Write out all of the material below word for word, leaving out the pictures.

-- start of Exercise materials --

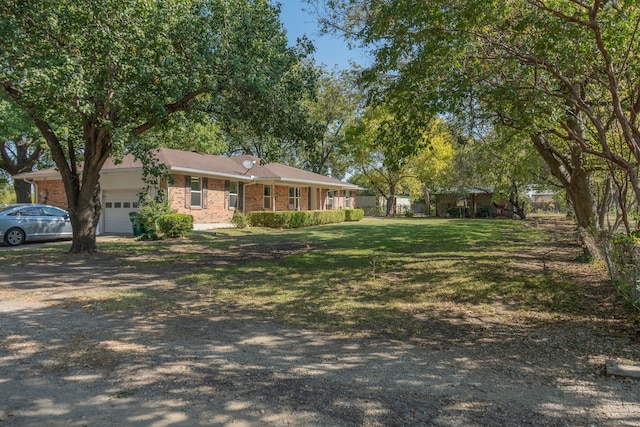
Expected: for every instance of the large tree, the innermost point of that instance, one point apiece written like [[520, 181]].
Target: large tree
[[337, 104], [92, 75], [563, 72]]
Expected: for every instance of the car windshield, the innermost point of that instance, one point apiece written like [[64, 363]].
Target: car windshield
[[49, 211], [4, 208]]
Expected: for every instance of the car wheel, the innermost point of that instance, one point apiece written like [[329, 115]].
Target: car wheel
[[14, 237]]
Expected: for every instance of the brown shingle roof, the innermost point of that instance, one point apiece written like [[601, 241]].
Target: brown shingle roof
[[207, 164]]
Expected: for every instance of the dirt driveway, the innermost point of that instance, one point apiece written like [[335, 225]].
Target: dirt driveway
[[63, 363]]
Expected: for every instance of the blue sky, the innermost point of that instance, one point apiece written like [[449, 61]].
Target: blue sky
[[330, 50]]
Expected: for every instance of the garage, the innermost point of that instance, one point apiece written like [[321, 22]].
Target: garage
[[117, 205]]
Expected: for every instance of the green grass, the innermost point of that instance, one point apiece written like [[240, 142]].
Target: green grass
[[377, 276]]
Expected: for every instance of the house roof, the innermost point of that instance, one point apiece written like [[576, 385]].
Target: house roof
[[186, 162]]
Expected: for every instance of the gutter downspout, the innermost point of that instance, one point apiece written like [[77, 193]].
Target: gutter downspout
[[34, 187], [244, 194]]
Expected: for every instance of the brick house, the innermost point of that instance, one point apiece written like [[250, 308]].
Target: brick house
[[210, 188]]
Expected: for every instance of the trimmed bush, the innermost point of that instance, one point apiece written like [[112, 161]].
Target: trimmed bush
[[175, 225], [240, 220], [295, 219], [354, 214]]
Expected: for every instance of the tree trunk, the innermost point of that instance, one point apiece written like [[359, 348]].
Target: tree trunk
[[427, 200], [84, 216], [391, 198], [575, 178], [517, 203], [23, 191]]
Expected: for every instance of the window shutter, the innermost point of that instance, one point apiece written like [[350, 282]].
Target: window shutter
[[187, 192], [226, 194], [205, 193]]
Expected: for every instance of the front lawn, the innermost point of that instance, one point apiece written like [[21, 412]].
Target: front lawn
[[377, 277]]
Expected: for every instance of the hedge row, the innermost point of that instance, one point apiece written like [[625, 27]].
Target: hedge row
[[175, 225], [297, 219]]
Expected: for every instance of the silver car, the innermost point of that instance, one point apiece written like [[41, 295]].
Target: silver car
[[21, 223]]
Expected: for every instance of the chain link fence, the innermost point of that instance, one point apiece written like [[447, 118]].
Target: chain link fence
[[620, 254]]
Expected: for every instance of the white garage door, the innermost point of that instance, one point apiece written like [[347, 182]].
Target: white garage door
[[117, 207]]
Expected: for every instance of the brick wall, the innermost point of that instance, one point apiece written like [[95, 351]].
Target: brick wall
[[254, 197], [51, 192], [216, 210]]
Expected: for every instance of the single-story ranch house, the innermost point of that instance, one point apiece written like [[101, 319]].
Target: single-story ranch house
[[210, 188]]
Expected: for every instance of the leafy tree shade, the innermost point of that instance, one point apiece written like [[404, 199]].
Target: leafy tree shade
[[336, 106], [93, 74], [562, 72], [20, 146]]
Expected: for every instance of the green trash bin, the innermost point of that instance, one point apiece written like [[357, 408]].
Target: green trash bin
[[138, 229]]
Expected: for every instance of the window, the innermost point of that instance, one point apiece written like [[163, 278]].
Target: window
[[294, 198], [233, 194], [196, 192], [329, 200], [267, 197]]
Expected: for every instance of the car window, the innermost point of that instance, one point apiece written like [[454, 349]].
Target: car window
[[50, 211], [30, 212]]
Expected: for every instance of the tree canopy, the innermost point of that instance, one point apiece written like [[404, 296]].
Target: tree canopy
[[93, 75], [563, 73]]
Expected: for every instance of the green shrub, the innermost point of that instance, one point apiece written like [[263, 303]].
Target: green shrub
[[240, 220], [151, 209], [295, 219], [175, 225], [354, 214]]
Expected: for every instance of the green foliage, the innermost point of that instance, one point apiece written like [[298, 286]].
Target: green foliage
[[151, 210], [296, 219], [175, 225], [353, 214], [95, 76], [240, 220]]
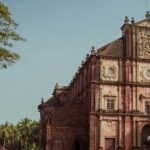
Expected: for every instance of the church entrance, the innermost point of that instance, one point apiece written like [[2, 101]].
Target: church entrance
[[110, 144], [145, 137]]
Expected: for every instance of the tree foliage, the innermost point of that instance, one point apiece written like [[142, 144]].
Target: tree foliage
[[8, 35], [23, 136]]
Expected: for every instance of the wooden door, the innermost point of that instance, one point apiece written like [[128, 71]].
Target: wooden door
[[109, 144]]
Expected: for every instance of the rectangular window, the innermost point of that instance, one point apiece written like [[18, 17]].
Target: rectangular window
[[147, 107], [110, 104]]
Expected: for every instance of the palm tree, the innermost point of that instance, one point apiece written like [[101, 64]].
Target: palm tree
[[5, 130]]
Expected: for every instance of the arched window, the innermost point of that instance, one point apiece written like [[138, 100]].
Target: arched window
[[145, 135]]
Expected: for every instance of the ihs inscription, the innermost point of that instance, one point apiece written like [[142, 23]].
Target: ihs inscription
[[143, 43]]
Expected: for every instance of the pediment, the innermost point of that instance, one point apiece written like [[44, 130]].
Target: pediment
[[143, 23]]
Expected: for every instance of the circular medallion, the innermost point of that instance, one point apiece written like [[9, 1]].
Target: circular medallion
[[110, 71]]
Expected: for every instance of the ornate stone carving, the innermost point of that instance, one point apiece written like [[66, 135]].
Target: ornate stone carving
[[144, 72], [109, 128], [109, 72], [143, 43]]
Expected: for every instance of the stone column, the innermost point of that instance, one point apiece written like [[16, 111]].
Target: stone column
[[92, 130]]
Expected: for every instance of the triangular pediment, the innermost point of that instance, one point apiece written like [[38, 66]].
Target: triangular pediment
[[143, 23]]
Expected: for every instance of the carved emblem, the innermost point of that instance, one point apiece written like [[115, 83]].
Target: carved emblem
[[145, 73], [143, 39], [109, 72], [109, 128]]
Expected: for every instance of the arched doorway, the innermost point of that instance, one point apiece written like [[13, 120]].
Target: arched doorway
[[76, 145], [145, 137]]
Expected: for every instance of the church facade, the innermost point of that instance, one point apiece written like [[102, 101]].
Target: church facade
[[106, 106]]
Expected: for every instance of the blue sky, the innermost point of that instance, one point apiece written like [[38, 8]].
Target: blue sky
[[59, 34]]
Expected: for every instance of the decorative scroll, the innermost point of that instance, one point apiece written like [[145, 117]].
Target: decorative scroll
[[143, 43]]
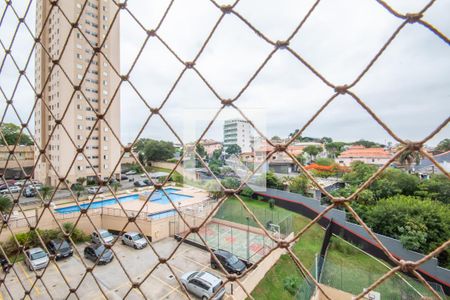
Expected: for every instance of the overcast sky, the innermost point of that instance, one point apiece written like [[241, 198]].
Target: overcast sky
[[408, 87]]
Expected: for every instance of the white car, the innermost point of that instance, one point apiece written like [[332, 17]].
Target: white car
[[94, 189], [135, 240], [12, 189], [105, 237], [36, 259], [203, 285]]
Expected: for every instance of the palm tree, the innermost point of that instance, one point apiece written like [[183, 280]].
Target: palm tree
[[408, 157], [115, 185], [46, 192], [5, 204], [78, 189]]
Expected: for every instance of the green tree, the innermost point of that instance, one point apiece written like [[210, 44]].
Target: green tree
[[200, 149], [115, 185], [422, 224], [443, 145], [437, 188], [78, 189], [233, 149], [11, 134], [5, 204], [158, 150], [334, 149], [299, 185], [325, 161], [312, 151], [359, 173], [231, 183], [272, 181], [81, 180]]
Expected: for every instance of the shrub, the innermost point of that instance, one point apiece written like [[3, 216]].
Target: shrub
[[271, 203], [291, 284]]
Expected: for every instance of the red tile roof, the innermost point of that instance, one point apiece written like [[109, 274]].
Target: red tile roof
[[361, 151]]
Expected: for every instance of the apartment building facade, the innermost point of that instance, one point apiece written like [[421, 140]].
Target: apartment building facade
[[77, 86], [237, 132]]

-- end of Exercise materials --

■ **Solution to the exercise**:
Expected: for every instance of the large tree, the innermost point of that instance, one point apiece written like [[520, 181]].
Target: large tree
[[337, 104], [92, 75], [563, 72]]
Expected: for every instance of the car windshield, the innermost point of that instance, one point apiece written like [[64, 363]].
Target: car windshield
[[49, 211], [4, 208]]
Expected: for every instance of the car wheel, the innermost point of that instance, one point apiece written like [[329, 115]].
Target: car wheel
[[14, 237]]
Expected: for every instance of the brown shingle roof, the innermost point of that instance, one point apiece written like [[601, 241]].
Target: brown shingle roof
[[207, 164]]
Expected: for every instance of the dirt driveway, the innermost point of that instance, one point apiece written like [[335, 225]].
Target: dirt driveway
[[63, 363]]
Expected: for every instance of the blue sky, the innermost point of that instance, one point apiece written like [[449, 61]].
Target: blue sky
[[330, 50]]
Expected: for every instance of the garage, the innermost point of that instance, one point apiece written like [[321, 22]].
Target: garage
[[117, 205]]
Expected: for every instance of the green grass, the innermost point of that instance, one point apiece written like [[240, 142]].
Target: green grass
[[377, 276]]
Expected: for every instance of the house roof, the innermost point of that instance, one point apiece written like [[576, 385]].
Target: house roof
[[186, 162]]
Expected: for every instance of the gutter downspout, the innermost point of that instance, one point apiece written like [[77, 193]].
Target: gutter downspout
[[34, 187], [244, 194]]
Expected: for every instance of the brick house, the innermost point of that instance, one point apiece written like [[250, 308]].
Target: brick house
[[210, 188]]
Expected: for every instance of the trimmed bush, the innermost point of that instance, one point apiece written like [[112, 161]].
Target: trimmed bush
[[175, 225], [240, 220], [295, 219], [354, 214]]
Expected: for every instance of the tree trunk, the innermost point of that instance, one point apiece written like [[359, 348]].
Target: tree trunk
[[427, 200], [84, 216], [391, 198], [575, 178], [517, 203], [23, 191]]
Expected: for every instance of the window shutter, the innermost point of that instance, one point apiece written like [[350, 282]].
Target: window shutter
[[187, 192], [226, 194], [205, 193]]
Expected: for every instance of the front lawn, the innermost point of that instance, one point apiece written like [[21, 412]].
Target: front lawn
[[377, 277]]
Expected: for every instance of the hedge row, the innermost point of that instance, one point apiece written like [[625, 27]].
Target: hedge row
[[175, 225], [297, 219]]
Expected: for every instance of the silver car, the innermost point of that instance, one point apiece written like [[41, 295]].
Target: silver car
[[21, 223]]
Expected: for every instance of the chain link fence, the innermost point of that instance, one point apiece written like [[447, 118]].
Target: chain link fence
[[620, 254]]
Expected: for every instance of the white garage door, the innermost point of that instance, one point apiece written like [[347, 182]].
Target: white garage door
[[117, 207]]
Expected: for every instance of the brick wall, the innermost point of that instance, one point apiece written like [[95, 351]].
Target: brick wall
[[254, 197], [51, 192], [216, 210]]
Expected: for every instance of the single-story ranch house, the innermost point of that instance, one point apiece written like [[101, 319]].
Target: single-story ranch house
[[210, 188]]
Expected: for every instance of the leafy tree shade, the innermost point of that instance, one point apiece written like [[404, 199]].
Target: leafy tree shade
[[336, 106], [93, 74], [562, 72], [20, 146]]
Expected: for every instance of the green trash bin, the innermost point of that instance, one point apiece written like [[357, 408]].
Target: green trash bin
[[138, 229]]
Expected: for every instance of the window, the innermost point of that instance, one point apiece written like [[163, 278]].
Target: window
[[294, 198], [233, 194], [196, 192], [329, 200], [267, 197]]
Expected: for every instance of the car window, the innermost point of that instance, one point apiece written like [[454, 349]].
Target: car window
[[50, 211], [30, 212]]
Expected: for every instance of the tree canopy, the innermost point of that instance, one point apiece written like [[404, 296]].
Target: tree canopy
[[93, 75], [563, 73]]
Expected: for every instance of the green shrub, the innermost point of that instance, one point apiece written like [[263, 303]].
Target: green shrub
[[240, 220], [151, 209], [295, 219], [175, 225], [354, 214]]
Expected: for every instance of the green foliage, the innermost point of that instance, one point apiece written like [[298, 286]].
Target: green foliage
[[151, 210], [296, 219], [175, 225], [353, 214], [95, 76], [240, 220]]
Expected: for every instance of the church entrance, the innermost point of that instance, one point apiece written like [[2, 101]].
Target: church entrance
[[110, 144], [145, 137]]
Expected: for every instance of the tree foliage, the innermost point of that instance, one point apiece written like [[142, 144]].
Target: tree foliage
[[8, 35], [23, 136]]
Expected: for every instance of the wooden door, the innermost point of that instance, one point apiece written like [[128, 71]].
Target: wooden door
[[109, 144]]
Expected: for every instance of the rectangular window, the innermost point of that instance, one point apiece written like [[18, 17]].
Target: rectangular window
[[147, 107], [110, 104]]
Expected: for every instance of the palm tree, the innermost point of that instance, one point apiece written like [[101, 64]].
Target: palm tree
[[5, 130]]
Expected: for every instance of the arched window, the innermost point of that instance, one point apiece written like [[138, 100]].
Target: arched window
[[145, 135]]
Expected: for every instance of the ihs inscription, the innermost point of that instance, one point apiece written like [[142, 23]].
Target: ihs inscription
[[143, 43]]
Expected: for every instance of the pediment, the innermost point of that instance, one point apiece written like [[44, 130]].
Target: pediment
[[143, 23]]
Expected: for every instance of the circular medallion, the innermost point of that instance, one point apiece written like [[9, 1]].
Target: circular medallion
[[110, 71]]
Expected: for every instance of the ornate stone carving, the innermost point of that instance, one point apiece written like [[66, 135]].
Target: ornate stone carving
[[144, 72], [109, 128], [109, 72], [143, 43]]
Expected: for every instance of the stone column, the innermost point of that instance, one point apiece written like [[16, 111]].
Target: stone column
[[92, 130]]
Expected: for every instance of the triangular pediment, the innermost point of that instance, one point apiece written like [[38, 66]].
Target: triangular pediment
[[143, 23]]
Expected: for every instance of the carved emblem, the innermost point of that instance, one point apiece written like [[115, 83]].
Target: carved emblem
[[145, 73], [143, 39], [109, 72], [109, 128]]
Expected: for every instance of the arched doorway, the innermost point of that instance, one point apiece written like [[13, 120]].
Target: arched doorway
[[76, 145], [145, 137]]
Expected: for every instance of the church facade, the innermost point of that instance, one point apiece written like [[102, 101]].
Target: church facade
[[106, 106]]
Expected: for every instance of the blue sky, the innermost point of that instance, one point apiece written like [[38, 8]].
Target: blue sky
[[59, 34]]
Expected: for every instance of the decorative scroll, the innermost point of that instance, one point apiece written like [[145, 117]].
Target: decorative scroll
[[143, 43]]
Expected: for every instance of the overcast sky, the innermost point of that instance, one point apiece written like [[241, 198]].
Target: overcast sky
[[408, 87]]
Expected: for every instance of the white car, the innermost point of that instance, one point apiece written like [[332, 17]].
Target: white car
[[94, 189], [135, 240], [12, 189], [105, 237], [36, 259], [203, 285]]
Expected: for every instance of the palm tree, the innermost point of that instance, one point apiece written like [[183, 280]].
Target: palm tree
[[408, 157], [115, 185], [46, 192], [5, 204], [78, 189]]
Expected: for every instance of the green tree, the innermost point of that instance, one point apiece written like [[210, 44]].
Target: green tree
[[200, 149], [115, 185], [422, 224], [443, 145], [437, 188], [78, 189], [233, 149], [11, 134], [5, 204], [158, 150], [334, 149], [299, 185], [325, 161], [312, 151], [359, 173], [231, 183], [272, 181], [81, 180]]
Expected: for every instance of the shrub, the innermost point of that instance, one point apiece written like [[3, 216]].
Target: shrub
[[271, 203], [291, 284]]
Expected: for every instance of the red tile roof, the innermost point of that instance, one point apiece written like [[109, 274]].
Target: red tile roof
[[361, 151]]
Expected: for every instance of the apartment building facade, the innermost point of that instance, one point apiece written like [[421, 140]].
Target: apartment building facade
[[77, 86], [237, 132]]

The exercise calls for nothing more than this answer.